**PROBLEM REQUIREMENTS:** Switch "bay water" to "harbor water" throughout the records below, and reproduce every other line unchanged.

● ● ●

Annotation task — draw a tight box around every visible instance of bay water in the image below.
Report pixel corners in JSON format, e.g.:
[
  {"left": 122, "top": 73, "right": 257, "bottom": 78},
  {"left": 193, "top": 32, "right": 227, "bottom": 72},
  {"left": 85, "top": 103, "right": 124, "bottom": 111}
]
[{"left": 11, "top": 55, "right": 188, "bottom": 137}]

● ● ●

**IN RESPONSE:**
Annotation task — draw a tight box around every visible instance of harbor water in the image below.
Report pixel corners in JSON format, e.g.:
[
  {"left": 122, "top": 73, "right": 257, "bottom": 78},
  {"left": 193, "top": 32, "right": 227, "bottom": 72},
  {"left": 85, "top": 103, "right": 124, "bottom": 111}
]
[{"left": 11, "top": 55, "right": 188, "bottom": 137}]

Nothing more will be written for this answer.